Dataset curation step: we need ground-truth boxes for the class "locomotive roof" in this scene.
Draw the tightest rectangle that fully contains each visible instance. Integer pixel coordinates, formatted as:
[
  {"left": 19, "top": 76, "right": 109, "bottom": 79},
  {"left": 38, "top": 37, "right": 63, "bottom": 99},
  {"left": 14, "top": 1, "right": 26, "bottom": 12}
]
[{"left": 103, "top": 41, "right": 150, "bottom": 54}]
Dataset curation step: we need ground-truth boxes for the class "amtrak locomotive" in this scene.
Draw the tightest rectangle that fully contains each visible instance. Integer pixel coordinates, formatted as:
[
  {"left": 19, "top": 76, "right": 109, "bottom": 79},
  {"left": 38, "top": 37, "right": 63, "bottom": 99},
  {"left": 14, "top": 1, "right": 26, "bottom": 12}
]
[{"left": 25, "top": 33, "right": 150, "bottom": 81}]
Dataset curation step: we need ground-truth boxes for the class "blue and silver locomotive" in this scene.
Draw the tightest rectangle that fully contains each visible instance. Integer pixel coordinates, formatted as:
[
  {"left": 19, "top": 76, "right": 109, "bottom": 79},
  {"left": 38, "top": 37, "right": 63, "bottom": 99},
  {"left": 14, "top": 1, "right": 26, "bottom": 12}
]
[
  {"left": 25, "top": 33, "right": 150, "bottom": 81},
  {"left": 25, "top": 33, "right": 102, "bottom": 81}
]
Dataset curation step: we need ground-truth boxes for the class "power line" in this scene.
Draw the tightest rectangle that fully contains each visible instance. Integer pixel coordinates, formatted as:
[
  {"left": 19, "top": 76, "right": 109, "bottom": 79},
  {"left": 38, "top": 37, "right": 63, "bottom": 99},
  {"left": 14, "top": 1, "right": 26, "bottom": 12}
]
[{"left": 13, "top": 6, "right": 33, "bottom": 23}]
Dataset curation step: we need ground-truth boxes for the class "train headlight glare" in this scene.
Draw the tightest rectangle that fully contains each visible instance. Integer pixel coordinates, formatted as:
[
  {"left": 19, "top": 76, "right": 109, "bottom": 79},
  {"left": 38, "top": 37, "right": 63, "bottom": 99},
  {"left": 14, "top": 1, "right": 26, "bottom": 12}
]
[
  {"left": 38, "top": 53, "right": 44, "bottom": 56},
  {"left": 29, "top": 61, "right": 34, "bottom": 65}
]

•••••

Extract the listing in its entirety and repeat it exactly.

[Solution for this problem]:
Dataset curation step: we need ground-truth boxes for the class "locomotive roof" in this scene.
Draw the tightest rectangle that fully contains each visible instance. Integer pixel coordinates, formatted as:
[
  {"left": 19, "top": 76, "right": 109, "bottom": 79},
  {"left": 38, "top": 37, "right": 63, "bottom": 99},
  {"left": 14, "top": 1, "right": 26, "bottom": 12}
]
[{"left": 103, "top": 41, "right": 150, "bottom": 54}]
Dataset curation step: we need ground-truth boxes for the class "amtrak locomotive" in this scene.
Draw the tightest rectangle that fully contains each visible instance. Integer pixel coordinates, formatted as:
[
  {"left": 19, "top": 76, "right": 109, "bottom": 79},
  {"left": 38, "top": 37, "right": 63, "bottom": 99},
  {"left": 14, "top": 1, "right": 26, "bottom": 12}
]
[{"left": 25, "top": 33, "right": 150, "bottom": 81}]
Dataset curation step: we need ground-truth boxes for the class "blue and silver locomotive" in this scene.
Draw the tightest rectangle that fully contains each visible instance. Integer pixel coordinates, formatted as:
[
  {"left": 19, "top": 76, "right": 109, "bottom": 79},
  {"left": 38, "top": 37, "right": 63, "bottom": 99},
  {"left": 14, "top": 1, "right": 26, "bottom": 12}
]
[
  {"left": 25, "top": 33, "right": 150, "bottom": 81},
  {"left": 25, "top": 33, "right": 102, "bottom": 81}
]
Dataset curation step: we need ground-truth boxes for the class "power line" in this scene.
Draw the tightest rectangle that fully contains each visible instance. Integer pixel coordinates, formatted as:
[
  {"left": 19, "top": 76, "right": 109, "bottom": 79},
  {"left": 38, "top": 37, "right": 63, "bottom": 99},
  {"left": 14, "top": 1, "right": 26, "bottom": 12}
]
[{"left": 13, "top": 6, "right": 33, "bottom": 23}]
Dataset curation step: we need ground-truth boxes for the class "train headlight glare" in this scene.
Draw the tightest rectangle that fully contains each visible instance. Integer pixel coordinates, formatted as:
[
  {"left": 19, "top": 76, "right": 109, "bottom": 79},
  {"left": 38, "top": 37, "right": 63, "bottom": 99},
  {"left": 14, "top": 1, "right": 26, "bottom": 12}
]
[
  {"left": 38, "top": 53, "right": 44, "bottom": 56},
  {"left": 29, "top": 61, "right": 34, "bottom": 65}
]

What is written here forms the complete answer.